Dataset items
Segment Open

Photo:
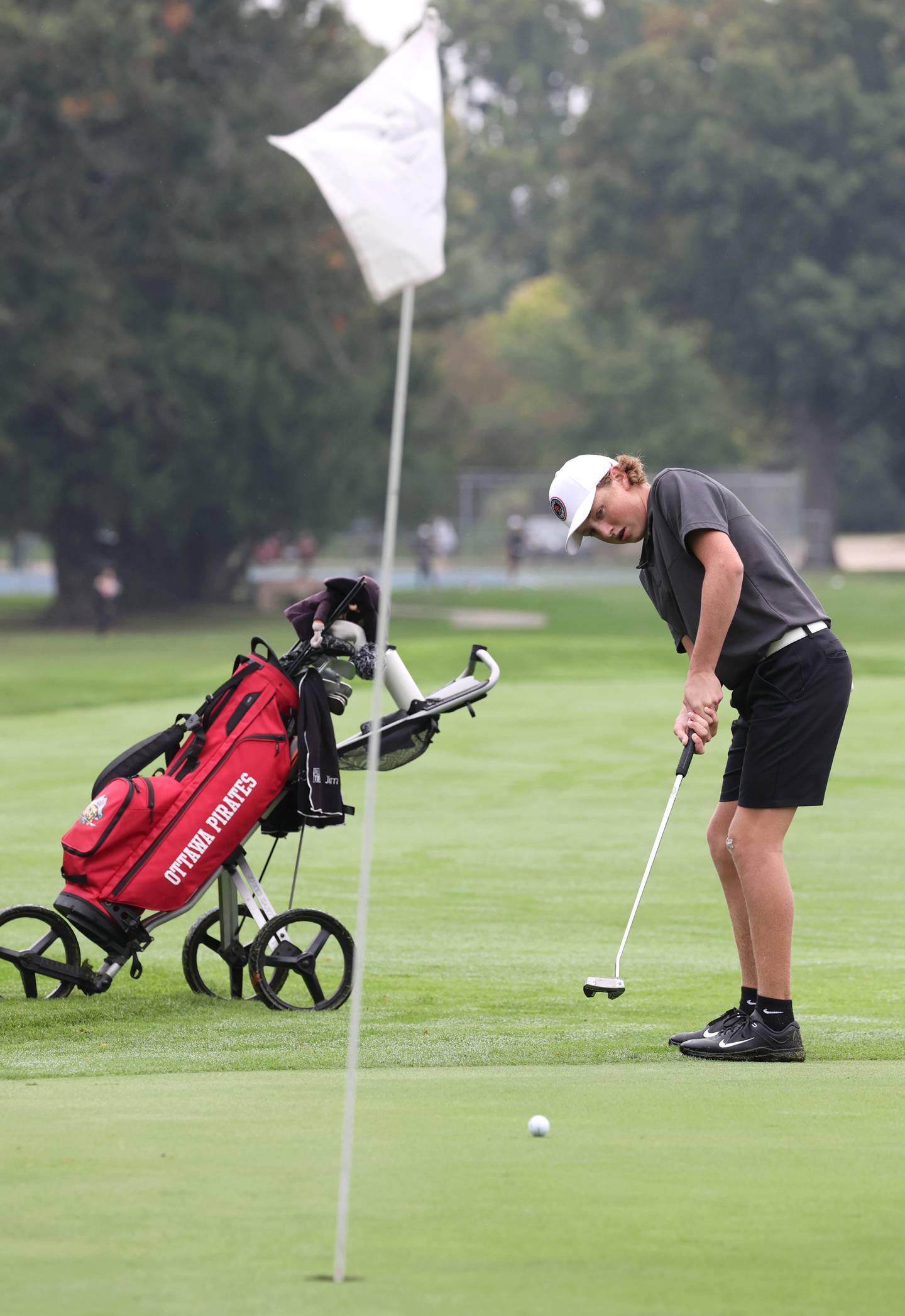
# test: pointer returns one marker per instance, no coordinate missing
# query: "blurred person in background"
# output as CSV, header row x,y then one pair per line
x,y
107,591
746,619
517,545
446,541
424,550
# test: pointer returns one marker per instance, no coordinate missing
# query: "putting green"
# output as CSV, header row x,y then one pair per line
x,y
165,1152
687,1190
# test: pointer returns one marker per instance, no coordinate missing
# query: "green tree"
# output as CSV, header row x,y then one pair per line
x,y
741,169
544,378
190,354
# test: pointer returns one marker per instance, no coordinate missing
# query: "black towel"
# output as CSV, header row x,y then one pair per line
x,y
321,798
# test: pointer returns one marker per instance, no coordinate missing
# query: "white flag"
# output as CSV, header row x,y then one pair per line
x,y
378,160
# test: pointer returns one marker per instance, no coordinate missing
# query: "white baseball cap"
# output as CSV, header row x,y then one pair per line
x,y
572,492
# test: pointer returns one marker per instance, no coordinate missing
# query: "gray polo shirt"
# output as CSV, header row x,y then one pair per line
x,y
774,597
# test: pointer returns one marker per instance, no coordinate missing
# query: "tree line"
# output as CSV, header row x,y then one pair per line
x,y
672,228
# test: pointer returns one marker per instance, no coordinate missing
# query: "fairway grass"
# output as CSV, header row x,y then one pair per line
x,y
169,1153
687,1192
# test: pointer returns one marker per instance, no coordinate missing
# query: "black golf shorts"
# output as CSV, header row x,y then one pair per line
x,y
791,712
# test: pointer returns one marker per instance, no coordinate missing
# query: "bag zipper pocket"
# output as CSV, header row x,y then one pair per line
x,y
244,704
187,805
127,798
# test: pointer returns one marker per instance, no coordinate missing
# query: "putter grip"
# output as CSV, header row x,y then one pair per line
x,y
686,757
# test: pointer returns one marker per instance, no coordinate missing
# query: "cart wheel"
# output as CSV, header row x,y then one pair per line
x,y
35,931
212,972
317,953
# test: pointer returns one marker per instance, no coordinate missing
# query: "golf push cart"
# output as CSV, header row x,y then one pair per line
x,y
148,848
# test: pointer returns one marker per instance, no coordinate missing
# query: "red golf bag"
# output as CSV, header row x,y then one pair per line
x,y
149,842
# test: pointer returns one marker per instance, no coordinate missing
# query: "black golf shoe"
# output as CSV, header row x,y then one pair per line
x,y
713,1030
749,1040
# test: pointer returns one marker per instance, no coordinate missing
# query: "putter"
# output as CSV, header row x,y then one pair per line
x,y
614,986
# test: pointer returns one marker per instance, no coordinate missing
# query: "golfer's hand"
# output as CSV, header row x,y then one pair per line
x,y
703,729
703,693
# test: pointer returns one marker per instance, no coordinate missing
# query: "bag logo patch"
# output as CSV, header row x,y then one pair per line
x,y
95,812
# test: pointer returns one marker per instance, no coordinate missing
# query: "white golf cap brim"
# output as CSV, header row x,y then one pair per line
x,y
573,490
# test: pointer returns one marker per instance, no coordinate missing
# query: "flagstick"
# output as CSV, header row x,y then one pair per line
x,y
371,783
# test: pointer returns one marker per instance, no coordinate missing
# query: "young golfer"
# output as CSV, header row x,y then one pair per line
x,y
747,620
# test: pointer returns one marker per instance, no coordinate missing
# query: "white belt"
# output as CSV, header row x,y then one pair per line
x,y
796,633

Segment Closed

▶ _REQUIRED WORK_: Which lines of the data include the word "cart"? Copy each one.

▶ _THE COMPLETED TASK_:
# query: "cart wheel"
# query: "golf push cart"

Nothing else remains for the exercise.